SHORT PROBLEM =
From the records below, pull out every line that contains the word "need". Case counts, so only lines with that exact capitalization qualify.

Coordinate annotation entries =
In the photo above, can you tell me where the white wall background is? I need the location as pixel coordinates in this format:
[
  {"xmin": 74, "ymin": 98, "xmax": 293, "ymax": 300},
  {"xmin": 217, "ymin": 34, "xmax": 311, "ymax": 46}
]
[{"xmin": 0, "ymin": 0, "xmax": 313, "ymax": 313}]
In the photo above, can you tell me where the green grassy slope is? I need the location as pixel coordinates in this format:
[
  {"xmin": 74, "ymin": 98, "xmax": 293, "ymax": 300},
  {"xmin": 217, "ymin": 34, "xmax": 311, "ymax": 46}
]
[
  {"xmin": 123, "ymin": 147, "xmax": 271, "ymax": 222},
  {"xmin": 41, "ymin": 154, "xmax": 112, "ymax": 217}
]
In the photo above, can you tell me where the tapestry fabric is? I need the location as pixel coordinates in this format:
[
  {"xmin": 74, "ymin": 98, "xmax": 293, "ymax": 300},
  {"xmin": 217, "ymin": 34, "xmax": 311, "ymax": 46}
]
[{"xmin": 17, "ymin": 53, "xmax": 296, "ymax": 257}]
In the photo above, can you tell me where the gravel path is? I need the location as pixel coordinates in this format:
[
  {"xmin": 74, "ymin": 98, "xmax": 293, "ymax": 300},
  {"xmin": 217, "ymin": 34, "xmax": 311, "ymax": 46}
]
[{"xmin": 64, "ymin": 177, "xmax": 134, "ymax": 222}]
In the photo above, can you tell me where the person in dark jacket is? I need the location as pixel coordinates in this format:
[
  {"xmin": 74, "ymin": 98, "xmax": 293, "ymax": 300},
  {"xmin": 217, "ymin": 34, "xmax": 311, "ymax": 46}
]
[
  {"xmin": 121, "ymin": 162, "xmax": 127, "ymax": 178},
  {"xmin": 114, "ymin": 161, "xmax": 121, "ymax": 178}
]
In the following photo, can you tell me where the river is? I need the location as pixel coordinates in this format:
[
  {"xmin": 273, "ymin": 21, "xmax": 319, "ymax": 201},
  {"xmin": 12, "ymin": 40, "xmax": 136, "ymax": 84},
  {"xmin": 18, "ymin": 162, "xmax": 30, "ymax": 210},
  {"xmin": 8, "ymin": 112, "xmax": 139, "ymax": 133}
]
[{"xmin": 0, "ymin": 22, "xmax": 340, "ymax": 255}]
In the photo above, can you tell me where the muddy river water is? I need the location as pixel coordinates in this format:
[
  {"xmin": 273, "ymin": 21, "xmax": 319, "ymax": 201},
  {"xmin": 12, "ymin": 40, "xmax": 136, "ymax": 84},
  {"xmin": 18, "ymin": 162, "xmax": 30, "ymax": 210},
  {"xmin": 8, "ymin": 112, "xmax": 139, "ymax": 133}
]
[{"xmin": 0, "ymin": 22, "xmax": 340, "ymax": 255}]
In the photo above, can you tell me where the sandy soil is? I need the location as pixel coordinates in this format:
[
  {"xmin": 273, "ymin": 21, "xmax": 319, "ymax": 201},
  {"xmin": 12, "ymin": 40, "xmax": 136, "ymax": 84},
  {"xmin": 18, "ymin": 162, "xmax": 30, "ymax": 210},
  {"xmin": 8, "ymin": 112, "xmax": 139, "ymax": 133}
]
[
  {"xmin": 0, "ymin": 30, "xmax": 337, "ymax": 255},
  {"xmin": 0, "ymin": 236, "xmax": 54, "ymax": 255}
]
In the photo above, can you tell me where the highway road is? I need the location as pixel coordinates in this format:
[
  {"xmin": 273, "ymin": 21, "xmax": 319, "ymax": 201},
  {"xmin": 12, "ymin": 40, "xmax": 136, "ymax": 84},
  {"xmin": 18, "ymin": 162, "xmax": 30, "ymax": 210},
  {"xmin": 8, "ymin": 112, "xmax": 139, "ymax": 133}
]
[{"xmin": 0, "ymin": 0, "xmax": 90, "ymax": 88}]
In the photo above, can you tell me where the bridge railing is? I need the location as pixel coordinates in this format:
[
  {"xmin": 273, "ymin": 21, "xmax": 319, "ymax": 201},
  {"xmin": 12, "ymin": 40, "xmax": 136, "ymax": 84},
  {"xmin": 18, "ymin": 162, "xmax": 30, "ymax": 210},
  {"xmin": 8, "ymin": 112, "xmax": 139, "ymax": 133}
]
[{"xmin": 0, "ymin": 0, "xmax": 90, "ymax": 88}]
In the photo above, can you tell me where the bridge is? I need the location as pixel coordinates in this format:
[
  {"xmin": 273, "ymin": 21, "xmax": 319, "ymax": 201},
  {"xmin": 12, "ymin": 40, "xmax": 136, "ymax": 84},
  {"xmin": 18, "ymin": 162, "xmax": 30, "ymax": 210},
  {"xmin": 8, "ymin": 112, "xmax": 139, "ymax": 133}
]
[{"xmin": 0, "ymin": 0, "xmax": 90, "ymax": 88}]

THE RESPONSE =
In the photo above, can you tell me where the white wall background is? I need the location as pixel coordinates in this format:
In the photo above, can you tell me where the green grassy slope is? I need the location as pixel coordinates in this format:
In the photo above, can you tell me where the tapestry fabric is? I need the location as pixel coordinates in this format:
In the photo above, can you tell me where the gravel path is? I need the location as pixel coordinates in this format:
In the photo above, can you tell me where the person in dark jacket is? I need the location as pixel coordinates in this format:
In the following photo, can you tell me where the river is? I need the location as pixel coordinates in this format:
In the photo above, can you tell me where the muddy river water is? I need the location as pixel coordinates in this format:
In the photo above, can you tell me where the sandy soil is? I need the location as pixel coordinates in this format:
In the photo above, can you tell me where the highway road is? I need the location as pixel coordinates in this format:
In the photo above, can you tell me where the bridge railing is? I need the location as pixel coordinates in this format:
In the photo above, can you tell me where the bridge is? I need the location as pixel coordinates in this format:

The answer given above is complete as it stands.